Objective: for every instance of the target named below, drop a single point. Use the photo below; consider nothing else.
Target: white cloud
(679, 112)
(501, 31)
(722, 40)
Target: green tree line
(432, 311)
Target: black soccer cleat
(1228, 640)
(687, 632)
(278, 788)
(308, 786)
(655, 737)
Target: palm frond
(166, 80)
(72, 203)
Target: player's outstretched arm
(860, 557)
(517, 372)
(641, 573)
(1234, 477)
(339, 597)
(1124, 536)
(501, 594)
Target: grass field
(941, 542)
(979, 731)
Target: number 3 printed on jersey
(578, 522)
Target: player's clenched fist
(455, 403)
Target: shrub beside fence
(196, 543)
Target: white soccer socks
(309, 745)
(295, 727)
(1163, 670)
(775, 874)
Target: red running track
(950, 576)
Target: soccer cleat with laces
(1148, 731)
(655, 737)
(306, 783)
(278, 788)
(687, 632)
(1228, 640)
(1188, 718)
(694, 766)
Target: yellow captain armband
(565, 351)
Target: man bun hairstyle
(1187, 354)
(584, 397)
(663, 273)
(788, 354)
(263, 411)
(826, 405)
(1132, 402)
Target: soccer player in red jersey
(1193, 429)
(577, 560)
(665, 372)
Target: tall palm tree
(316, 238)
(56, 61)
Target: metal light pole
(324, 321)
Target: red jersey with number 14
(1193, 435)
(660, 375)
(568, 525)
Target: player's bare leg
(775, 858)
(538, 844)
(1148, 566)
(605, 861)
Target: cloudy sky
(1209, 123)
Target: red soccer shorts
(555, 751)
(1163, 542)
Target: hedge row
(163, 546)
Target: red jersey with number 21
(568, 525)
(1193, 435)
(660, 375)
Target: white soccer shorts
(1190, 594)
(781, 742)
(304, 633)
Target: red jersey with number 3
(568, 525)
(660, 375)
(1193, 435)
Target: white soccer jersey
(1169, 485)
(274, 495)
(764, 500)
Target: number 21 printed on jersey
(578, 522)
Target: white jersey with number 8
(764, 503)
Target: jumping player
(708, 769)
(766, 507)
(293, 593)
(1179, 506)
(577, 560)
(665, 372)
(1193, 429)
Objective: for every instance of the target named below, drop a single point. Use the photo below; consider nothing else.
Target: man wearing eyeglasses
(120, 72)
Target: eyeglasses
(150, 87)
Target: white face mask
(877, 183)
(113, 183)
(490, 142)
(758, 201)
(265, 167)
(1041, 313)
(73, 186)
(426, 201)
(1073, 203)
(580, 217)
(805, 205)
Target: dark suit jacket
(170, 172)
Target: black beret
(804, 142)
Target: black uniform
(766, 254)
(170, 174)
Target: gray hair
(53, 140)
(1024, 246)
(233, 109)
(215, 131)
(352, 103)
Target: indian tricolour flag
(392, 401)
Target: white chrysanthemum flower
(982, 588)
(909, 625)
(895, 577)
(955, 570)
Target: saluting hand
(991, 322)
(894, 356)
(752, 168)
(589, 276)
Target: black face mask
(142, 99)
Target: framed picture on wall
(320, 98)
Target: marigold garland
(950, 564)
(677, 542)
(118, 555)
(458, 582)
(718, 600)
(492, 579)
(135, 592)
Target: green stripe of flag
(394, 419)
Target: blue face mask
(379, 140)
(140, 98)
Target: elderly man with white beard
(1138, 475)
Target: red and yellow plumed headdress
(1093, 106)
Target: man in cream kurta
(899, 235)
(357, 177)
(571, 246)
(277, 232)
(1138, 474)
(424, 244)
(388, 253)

■ ■ ■ ■

◆ **Direction**: Can you copy all of the data above line for line, with every character unchanged?

◆ **Correct response**:
Objective: for every instance of the target named below, drop a single point. Use the photo below; consider nothing else.
Target: white cloud
(679, 112)
(501, 31)
(722, 40)
Target: green tree line
(432, 311)
Target: black soccer cleat
(1228, 640)
(687, 632)
(278, 788)
(308, 786)
(655, 737)
Target: palm frond
(166, 80)
(72, 203)
Target: player's outstretched arm
(860, 557)
(517, 372)
(641, 573)
(1234, 477)
(339, 597)
(1124, 536)
(501, 594)
Target: grass field
(941, 542)
(979, 731)
Target: number 3 printed on jersey
(578, 522)
Target: player's clenched fist
(455, 403)
Target: shrub beside fence
(196, 543)
Target: white soccer socks
(309, 745)
(295, 727)
(1163, 670)
(775, 874)
Target: red running track
(950, 576)
Target: soccer cleat with laces
(1148, 731)
(655, 737)
(306, 783)
(278, 788)
(687, 632)
(1228, 640)
(1188, 718)
(694, 766)
Target: yellow captain armband
(565, 351)
Target: man bun hairstyle
(1187, 354)
(584, 397)
(663, 273)
(788, 354)
(263, 411)
(826, 405)
(1132, 402)
Target: soccer player in red jersey
(1193, 429)
(577, 560)
(665, 372)
Target: tall palm tree
(316, 238)
(56, 61)
Target: metal light pole
(324, 321)
Target: red jersey with number 14
(1193, 435)
(660, 375)
(568, 525)
Target: player's bare leg
(775, 858)
(538, 844)
(1148, 566)
(605, 861)
Target: cloudy sky
(1209, 123)
Target: red soccer shorts
(555, 751)
(1163, 542)
Target: hedge row
(163, 546)
Target: red jersey with number 21
(568, 525)
(1193, 435)
(660, 375)
Target: white soccer shorts
(1190, 594)
(781, 742)
(304, 633)
Target: red jersey with number 3
(568, 525)
(660, 375)
(1193, 435)
Target: white soccer jersey
(1169, 485)
(274, 495)
(764, 500)
Target: number 21 printed on jersey
(578, 522)
Target: white jersey with number 8
(764, 503)
Target: jumping player
(708, 769)
(766, 507)
(293, 593)
(1179, 506)
(577, 560)
(665, 372)
(1193, 429)
Objective: for every instance of the target named below, drop a single point. Use the photo below; consider nothing else.
Target: man wearing eyeglasses
(120, 72)
Target: eyeglasses
(150, 87)
Target: white face mask
(877, 183)
(113, 183)
(490, 142)
(758, 201)
(265, 167)
(1041, 313)
(73, 186)
(426, 201)
(1073, 203)
(580, 217)
(805, 205)
Target: dark suit jacket
(170, 172)
Target: black beret
(804, 142)
Target: black uniform
(766, 254)
(170, 174)
Target: gray hair
(53, 140)
(1024, 246)
(233, 109)
(215, 131)
(352, 103)
Target: indian tricolour flag
(392, 401)
Target: white chrysanthemum flower
(982, 588)
(909, 625)
(895, 577)
(955, 570)
Target: saluting hand
(991, 322)
(894, 356)
(752, 168)
(589, 276)
Target: black face mask
(142, 99)
Target: framed picture on wall
(320, 98)
Target: marigold garland
(950, 564)
(677, 542)
(118, 555)
(458, 582)
(718, 600)
(492, 579)
(135, 592)
Target: green stripe of flag
(394, 419)
Target: blue face mask
(379, 140)
(140, 98)
Target: elderly man with white beard
(1138, 475)
Target: red and yellow plumed headdress
(1093, 106)
Target: man in cream kurta
(899, 235)
(357, 177)
(571, 246)
(277, 232)
(1138, 474)
(424, 244)
(388, 253)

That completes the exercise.